---------- TEXT FOR ANALYSIS

The best time to collect this plant for medical purposes is, when the seeds are ripe, which is about the beginning of May.
The juice of the root of Puccoon makes a fine dye of an orange colour, and is used by the country people for staining flannels and woollen cloths. The Indians paint themselves with it, and use it as a dye for their baskets and articles of ornament; hence one of its vulgar names, Indian-paint. From the experiments made by Dr. Downey, with a view to find a suitable mordant to fix this dye, it appears, that the colour of flannel and silk stained with the juice, could never be entirely washed out; that the sulphate of alumine, or alumine alone, and the murio-sulphate of tin, are tolerable good mordants for flannel, cotton, silk, and linen. Murio-sulphate of tin, was the only mordant that fixed the colour on cotton and linen. I have heard that this plant is employed as a dye in the woollen-cloth manufactory near Wilmington, Delaware. If success has been obtained in fixing the colour permanently, there can be no doubt that the dye obtained from Puccoon will become a highly important article in domestic manufactures.
It is said that in Maryland, the farriers give the root of Sanguinaria to horses, to induce sweating; and to promote the shedding of their old coats of hair.
Fig. 1. Represents the Sanguinaria Canadensis of the natural and most common size, in the early part or middle of April. During the heat of the day, the petals are more horizontal than they can be well represented in a drawing; towards evening they converge; and at night they are wrapped up.
Fig. 2. The capsule or seed vessel, about half mature. As the plant, unless sought after with some care at the period of its inflorescence, will seldom be met with in flower, the capsule and large leaves of the advanced plant, may serve to identify it.

--------------------

Please transcribe, word for word, the part of the Puccoon passage that opens with the words containing "It is said that" and closes with "to identify it.". The lines that follow are separate material, unrelated to the Puccoon passage.

---------- DATA EXTRACTS

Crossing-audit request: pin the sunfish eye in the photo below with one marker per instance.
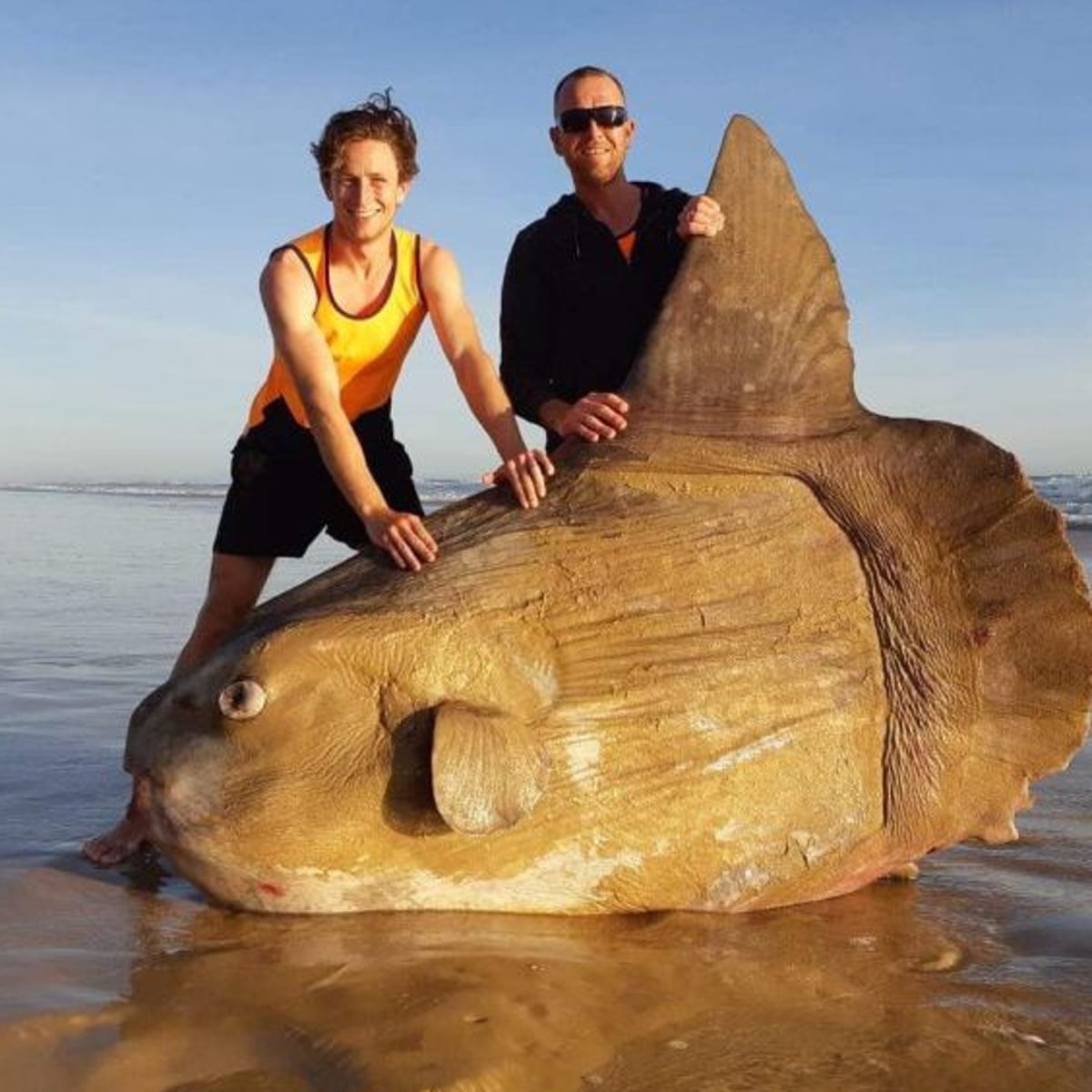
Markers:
(241, 699)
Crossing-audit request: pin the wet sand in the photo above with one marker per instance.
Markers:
(976, 976)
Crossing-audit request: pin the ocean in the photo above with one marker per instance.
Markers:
(978, 976)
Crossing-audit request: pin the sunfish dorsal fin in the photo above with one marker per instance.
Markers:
(753, 336)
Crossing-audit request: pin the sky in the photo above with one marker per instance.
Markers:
(156, 153)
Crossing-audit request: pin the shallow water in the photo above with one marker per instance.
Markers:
(976, 976)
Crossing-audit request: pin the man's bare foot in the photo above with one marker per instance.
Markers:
(128, 836)
(119, 844)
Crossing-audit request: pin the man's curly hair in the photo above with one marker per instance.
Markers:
(377, 118)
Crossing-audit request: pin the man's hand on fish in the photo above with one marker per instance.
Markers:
(596, 416)
(403, 535)
(525, 474)
(700, 216)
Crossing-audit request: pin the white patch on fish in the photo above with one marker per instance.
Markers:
(583, 756)
(774, 742)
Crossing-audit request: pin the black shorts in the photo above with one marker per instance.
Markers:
(282, 495)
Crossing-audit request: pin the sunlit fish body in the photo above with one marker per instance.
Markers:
(764, 648)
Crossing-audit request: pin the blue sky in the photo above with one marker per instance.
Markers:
(157, 152)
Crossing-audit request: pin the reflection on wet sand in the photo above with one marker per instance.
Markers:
(874, 991)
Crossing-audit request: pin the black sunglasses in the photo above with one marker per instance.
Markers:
(580, 118)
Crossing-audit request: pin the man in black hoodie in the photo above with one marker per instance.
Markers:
(584, 284)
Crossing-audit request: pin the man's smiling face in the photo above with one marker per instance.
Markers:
(596, 154)
(365, 190)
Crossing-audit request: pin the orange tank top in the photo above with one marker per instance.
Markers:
(369, 350)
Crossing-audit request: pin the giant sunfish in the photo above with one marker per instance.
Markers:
(764, 648)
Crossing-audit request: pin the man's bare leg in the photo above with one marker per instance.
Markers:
(235, 583)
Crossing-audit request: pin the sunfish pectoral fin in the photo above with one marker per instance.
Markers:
(489, 769)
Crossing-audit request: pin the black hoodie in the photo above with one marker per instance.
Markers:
(573, 311)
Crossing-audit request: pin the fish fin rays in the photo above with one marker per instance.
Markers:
(489, 769)
(753, 336)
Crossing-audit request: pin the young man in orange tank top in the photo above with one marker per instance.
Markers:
(304, 463)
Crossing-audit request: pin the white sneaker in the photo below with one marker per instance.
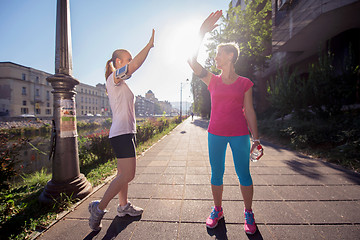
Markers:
(129, 209)
(95, 216)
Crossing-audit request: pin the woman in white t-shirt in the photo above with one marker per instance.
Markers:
(122, 132)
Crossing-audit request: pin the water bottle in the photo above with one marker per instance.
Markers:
(257, 153)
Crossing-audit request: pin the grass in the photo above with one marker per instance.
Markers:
(334, 140)
(21, 214)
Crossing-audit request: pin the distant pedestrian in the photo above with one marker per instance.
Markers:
(122, 132)
(232, 115)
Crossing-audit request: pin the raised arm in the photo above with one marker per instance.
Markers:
(250, 116)
(208, 25)
(139, 59)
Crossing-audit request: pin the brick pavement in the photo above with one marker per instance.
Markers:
(296, 197)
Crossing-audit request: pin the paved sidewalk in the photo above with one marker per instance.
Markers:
(296, 197)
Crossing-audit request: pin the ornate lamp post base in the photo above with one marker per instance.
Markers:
(78, 187)
(66, 176)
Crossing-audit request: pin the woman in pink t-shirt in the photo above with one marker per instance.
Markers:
(232, 115)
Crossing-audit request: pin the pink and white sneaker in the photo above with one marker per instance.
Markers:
(213, 220)
(249, 225)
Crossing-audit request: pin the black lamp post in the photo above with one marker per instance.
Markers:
(66, 177)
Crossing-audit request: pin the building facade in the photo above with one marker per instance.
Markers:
(303, 28)
(24, 90)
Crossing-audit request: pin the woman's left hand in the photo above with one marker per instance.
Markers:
(152, 39)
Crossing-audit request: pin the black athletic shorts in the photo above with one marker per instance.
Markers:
(124, 145)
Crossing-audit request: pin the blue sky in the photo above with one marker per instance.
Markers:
(27, 29)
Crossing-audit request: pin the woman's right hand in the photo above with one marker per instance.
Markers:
(210, 22)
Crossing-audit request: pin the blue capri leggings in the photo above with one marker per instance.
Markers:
(240, 147)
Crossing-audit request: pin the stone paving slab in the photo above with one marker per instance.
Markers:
(296, 197)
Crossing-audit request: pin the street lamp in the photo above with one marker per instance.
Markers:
(66, 177)
(187, 80)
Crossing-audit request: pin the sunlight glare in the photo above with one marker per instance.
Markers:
(181, 41)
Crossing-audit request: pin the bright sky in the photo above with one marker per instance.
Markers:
(27, 30)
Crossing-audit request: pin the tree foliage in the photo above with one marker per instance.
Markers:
(250, 29)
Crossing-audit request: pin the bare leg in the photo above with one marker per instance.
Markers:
(127, 168)
(217, 194)
(247, 192)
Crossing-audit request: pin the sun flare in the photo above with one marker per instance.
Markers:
(181, 41)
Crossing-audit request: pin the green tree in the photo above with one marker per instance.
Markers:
(250, 29)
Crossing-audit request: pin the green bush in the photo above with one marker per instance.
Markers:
(8, 157)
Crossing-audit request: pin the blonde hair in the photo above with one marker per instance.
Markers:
(230, 48)
(110, 64)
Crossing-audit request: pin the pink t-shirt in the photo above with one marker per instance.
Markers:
(227, 102)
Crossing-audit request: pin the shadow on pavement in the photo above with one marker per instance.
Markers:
(116, 227)
(220, 231)
(304, 168)
(201, 123)
(256, 236)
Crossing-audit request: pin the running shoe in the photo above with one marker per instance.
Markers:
(250, 225)
(213, 220)
(95, 216)
(129, 209)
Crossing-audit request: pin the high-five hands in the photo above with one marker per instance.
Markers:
(210, 22)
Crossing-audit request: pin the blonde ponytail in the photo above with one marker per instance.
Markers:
(109, 69)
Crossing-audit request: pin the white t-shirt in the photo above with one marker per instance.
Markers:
(122, 103)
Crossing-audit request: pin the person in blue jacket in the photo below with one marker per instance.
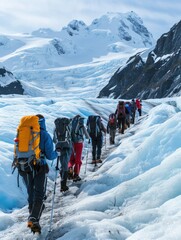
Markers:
(35, 181)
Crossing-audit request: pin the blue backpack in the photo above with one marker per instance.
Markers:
(77, 129)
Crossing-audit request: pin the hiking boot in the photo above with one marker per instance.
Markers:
(70, 173)
(34, 225)
(64, 188)
(76, 178)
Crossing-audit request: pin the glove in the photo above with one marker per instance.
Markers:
(42, 161)
(58, 147)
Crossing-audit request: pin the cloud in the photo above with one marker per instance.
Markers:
(18, 16)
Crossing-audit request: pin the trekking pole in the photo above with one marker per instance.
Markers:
(105, 141)
(53, 197)
(87, 153)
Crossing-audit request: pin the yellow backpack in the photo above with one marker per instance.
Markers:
(26, 150)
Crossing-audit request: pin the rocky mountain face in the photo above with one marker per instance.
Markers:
(157, 77)
(39, 58)
(8, 84)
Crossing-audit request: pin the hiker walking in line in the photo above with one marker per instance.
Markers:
(96, 129)
(121, 116)
(78, 132)
(62, 139)
(128, 112)
(34, 172)
(111, 127)
(139, 106)
(133, 110)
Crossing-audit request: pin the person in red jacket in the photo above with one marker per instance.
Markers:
(139, 106)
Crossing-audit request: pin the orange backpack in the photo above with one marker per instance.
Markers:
(26, 150)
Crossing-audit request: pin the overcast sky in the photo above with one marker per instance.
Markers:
(20, 16)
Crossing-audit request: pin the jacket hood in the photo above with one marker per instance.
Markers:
(42, 123)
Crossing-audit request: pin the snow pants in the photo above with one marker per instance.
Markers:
(35, 183)
(97, 143)
(76, 157)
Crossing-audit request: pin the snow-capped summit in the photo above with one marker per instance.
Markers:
(127, 27)
(44, 56)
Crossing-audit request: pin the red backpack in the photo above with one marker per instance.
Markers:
(112, 120)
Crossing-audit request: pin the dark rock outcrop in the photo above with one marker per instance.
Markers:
(159, 76)
(13, 86)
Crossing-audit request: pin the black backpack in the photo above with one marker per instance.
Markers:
(77, 128)
(112, 122)
(94, 126)
(62, 135)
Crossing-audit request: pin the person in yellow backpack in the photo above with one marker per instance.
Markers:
(35, 181)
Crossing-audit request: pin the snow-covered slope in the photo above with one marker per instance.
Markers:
(47, 59)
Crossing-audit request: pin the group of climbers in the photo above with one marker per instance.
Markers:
(68, 137)
(123, 117)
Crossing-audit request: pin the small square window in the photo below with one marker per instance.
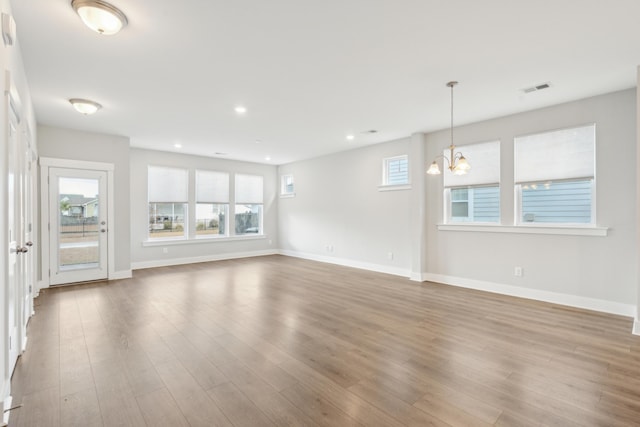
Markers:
(395, 170)
(286, 185)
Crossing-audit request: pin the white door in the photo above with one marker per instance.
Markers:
(13, 273)
(78, 225)
(27, 267)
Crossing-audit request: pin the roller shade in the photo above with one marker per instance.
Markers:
(168, 185)
(212, 187)
(249, 189)
(484, 159)
(556, 155)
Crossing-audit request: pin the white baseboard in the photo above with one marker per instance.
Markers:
(121, 274)
(536, 294)
(205, 258)
(396, 271)
(40, 284)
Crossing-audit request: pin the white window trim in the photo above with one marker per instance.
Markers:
(385, 175)
(396, 187)
(198, 240)
(517, 219)
(566, 230)
(285, 194)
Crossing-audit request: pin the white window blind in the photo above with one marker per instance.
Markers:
(396, 170)
(484, 159)
(212, 187)
(556, 155)
(249, 189)
(168, 185)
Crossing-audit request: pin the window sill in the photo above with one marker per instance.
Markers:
(171, 242)
(565, 230)
(394, 187)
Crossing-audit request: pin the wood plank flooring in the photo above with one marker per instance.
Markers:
(279, 341)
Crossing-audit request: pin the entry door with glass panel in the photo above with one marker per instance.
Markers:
(78, 225)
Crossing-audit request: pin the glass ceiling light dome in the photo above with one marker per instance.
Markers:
(85, 106)
(100, 16)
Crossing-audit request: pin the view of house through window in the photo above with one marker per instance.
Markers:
(168, 198)
(248, 207)
(475, 197)
(212, 203)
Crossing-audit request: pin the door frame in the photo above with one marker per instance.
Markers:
(50, 162)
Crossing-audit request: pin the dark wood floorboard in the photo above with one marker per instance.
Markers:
(279, 341)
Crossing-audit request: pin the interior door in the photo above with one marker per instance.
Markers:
(78, 225)
(13, 273)
(27, 260)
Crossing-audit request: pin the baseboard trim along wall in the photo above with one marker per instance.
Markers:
(205, 258)
(535, 294)
(121, 274)
(378, 268)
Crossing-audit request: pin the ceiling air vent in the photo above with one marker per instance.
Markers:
(536, 88)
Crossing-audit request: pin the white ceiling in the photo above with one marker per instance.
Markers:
(311, 72)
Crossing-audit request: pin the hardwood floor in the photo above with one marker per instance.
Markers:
(278, 341)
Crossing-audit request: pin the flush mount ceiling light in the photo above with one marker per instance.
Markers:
(85, 106)
(456, 162)
(100, 16)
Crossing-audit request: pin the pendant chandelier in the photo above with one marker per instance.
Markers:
(456, 162)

--------------------

**TASK SOLUTION**
It is said that in Maryland, the farriers give the root of Sanguinaria to horses, to induce sweating; and to promote the shedding of their old coats of hair.
Fig. 1. Represents the Sanguinaria Canadensis of the natural and most common size, in the early part or middle of April. During the heat of the day, the petals are more horizontal than they can be well represented in a drawing; towards evening they converge; and at night they are wrapped up.
Fig. 2. The capsule or seed vessel, about half mature. As the plant, unless sought after with some care at the period of its inflorescence, will seldom be met with in flower, the capsule and large leaves of the advanced plant, may serve to identify it.